WRITTEN EXERCISE A: In the XSL article, rewrite the paragraph that begins "The two different renderings" as a shorter bulleted list that keeps its main facts.
WRITTEN EXERCISE B: Reproduce verbatim the passage of the XSL article starting with "What is the" and going on through "Extensible Stylesheet Language.".

EXTRACT TO READ:

+--

Learning XML

XSL and XSL Transformations (XSLT)

Getting Started

by Richard G. Baldwin
baldwin.richard@iname.com

File Xml000550.htm

June 10, 2000


Preface

I have authored numerous online articles on XML.  These articles cover the waterfront from introductory topics to advanced topics.

I maintain a consolidated index of hyperlinks to all of my XML articles at my personal website so that you can access earlier articles from there.

Rendering XML documents

As of this writing, Microsoft IE5 is the only widely-used web browser that has the ability to render XML documents.

IE5 can render XML documents using either CSS (see my personal website) or XSL.  This is one in a series of articles that discuss the use of XSL for the rendering of XML documents, with particular emphasis on the use of IE5 for that purpose.

Introduction

What is the W3C?

According to one well known author, "The W3C is a consortium, a gathering place where organizations can meet and work together without the appearance of antitrust problems."

I wrote an article addressing this question late in 1999.  You can view that article at my personal website if you would like to know more about the W3C.

For purposes of this article, the W3C is a governing body that has published many important documents on XSL and XSLT, two of which will be referred to shortly.

What is XSL?

XSL is an acronym for Extensible Stylesheet Language.

According to the W3C,
 
XSL is a language for expressing stylesheets. It consists of two parts:

1. A language for transforming XML documents, and

2. An XML vocabulary for specifying formatting semantics.

An XSL stylesheet specifies the presentation of a class of XML documents by describing how an instance of the class is transformed into an XML document that uses the formatting vocabulary.

A working draft

As of March 2000, the XSL document is classified as a working draft, so we need to be aware that things could change in the future.

Why Do We Need XSL?

As you are probably aware by now, one of the primary virtues of XML is the ability to separate content from presentation.

Separating content from presentation

In other words, an XML document contains structured information, but does not provide any hints as to how that information should be rendered for the benefit of a consumer.

An example

For example, if the information happens to be the daily news, there are at least two desirable ways to render the information:

Same news, different renderings

The two different renderings of the same information are likely to be very different.  For example, the online version is likely to make extensive use of color.  However, due to the cost of printing color, the printed version is likely to make minimal use of color.

+--

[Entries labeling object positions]
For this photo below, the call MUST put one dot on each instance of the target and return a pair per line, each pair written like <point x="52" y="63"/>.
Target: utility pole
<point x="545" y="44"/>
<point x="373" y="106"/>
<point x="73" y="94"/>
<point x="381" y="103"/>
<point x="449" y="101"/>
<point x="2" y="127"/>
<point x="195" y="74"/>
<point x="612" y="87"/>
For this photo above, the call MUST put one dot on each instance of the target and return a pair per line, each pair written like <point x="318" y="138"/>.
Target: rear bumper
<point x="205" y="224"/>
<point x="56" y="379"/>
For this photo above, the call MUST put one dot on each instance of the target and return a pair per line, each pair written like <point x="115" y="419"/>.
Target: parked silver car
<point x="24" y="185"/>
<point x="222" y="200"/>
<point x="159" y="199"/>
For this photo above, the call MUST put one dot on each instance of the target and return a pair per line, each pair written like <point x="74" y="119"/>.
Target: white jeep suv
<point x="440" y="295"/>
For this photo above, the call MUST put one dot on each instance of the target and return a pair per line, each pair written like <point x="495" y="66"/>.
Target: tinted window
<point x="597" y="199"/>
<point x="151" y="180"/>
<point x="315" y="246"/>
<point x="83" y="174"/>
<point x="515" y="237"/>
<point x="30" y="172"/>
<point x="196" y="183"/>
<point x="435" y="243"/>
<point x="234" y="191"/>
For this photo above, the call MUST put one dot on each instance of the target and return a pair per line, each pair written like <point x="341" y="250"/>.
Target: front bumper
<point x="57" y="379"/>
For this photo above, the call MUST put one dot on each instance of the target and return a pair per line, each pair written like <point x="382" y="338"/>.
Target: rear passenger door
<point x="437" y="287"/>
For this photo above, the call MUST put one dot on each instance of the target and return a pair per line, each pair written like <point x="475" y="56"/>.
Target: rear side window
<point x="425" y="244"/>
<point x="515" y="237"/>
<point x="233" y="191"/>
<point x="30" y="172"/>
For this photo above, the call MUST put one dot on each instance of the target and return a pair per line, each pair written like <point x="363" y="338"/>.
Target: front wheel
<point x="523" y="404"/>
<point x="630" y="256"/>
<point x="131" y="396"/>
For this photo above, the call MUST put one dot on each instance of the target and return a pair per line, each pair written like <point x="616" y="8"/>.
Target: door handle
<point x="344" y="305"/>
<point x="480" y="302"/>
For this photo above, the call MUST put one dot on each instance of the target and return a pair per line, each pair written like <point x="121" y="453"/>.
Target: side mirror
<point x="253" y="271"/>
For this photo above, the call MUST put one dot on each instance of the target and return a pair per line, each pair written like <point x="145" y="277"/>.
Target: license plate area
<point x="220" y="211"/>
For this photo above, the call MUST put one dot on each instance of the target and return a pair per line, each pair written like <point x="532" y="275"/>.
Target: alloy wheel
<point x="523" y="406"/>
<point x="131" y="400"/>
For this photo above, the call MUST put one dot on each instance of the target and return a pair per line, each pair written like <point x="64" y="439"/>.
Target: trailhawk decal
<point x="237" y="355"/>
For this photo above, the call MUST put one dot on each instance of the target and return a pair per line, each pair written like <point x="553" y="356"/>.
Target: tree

+--

WRITTEN RESPONSE A:
- Two renderings of the same information are likely to differ greatly.
- The online version is likely to use a lot of color.
- The printed version is likely to use little color because color printing is costly.

WRITTEN RESPONSE B:
What is the W3C?

According to one well known author, "The W3C is a consortium, a gathering place where organizations can meet and work together without the appearance of antitrust problems."

I wrote an article addressing this question late in 1999.  You can view that article at my personal website if you would like to know more about the W3C.

For purposes of this article, the W3C is a governing body that has published many important documents on XSL and XSLT, two of which will be referred to shortly.

What is XSL?

XSL is an acronym for Extensible Stylesheet Language.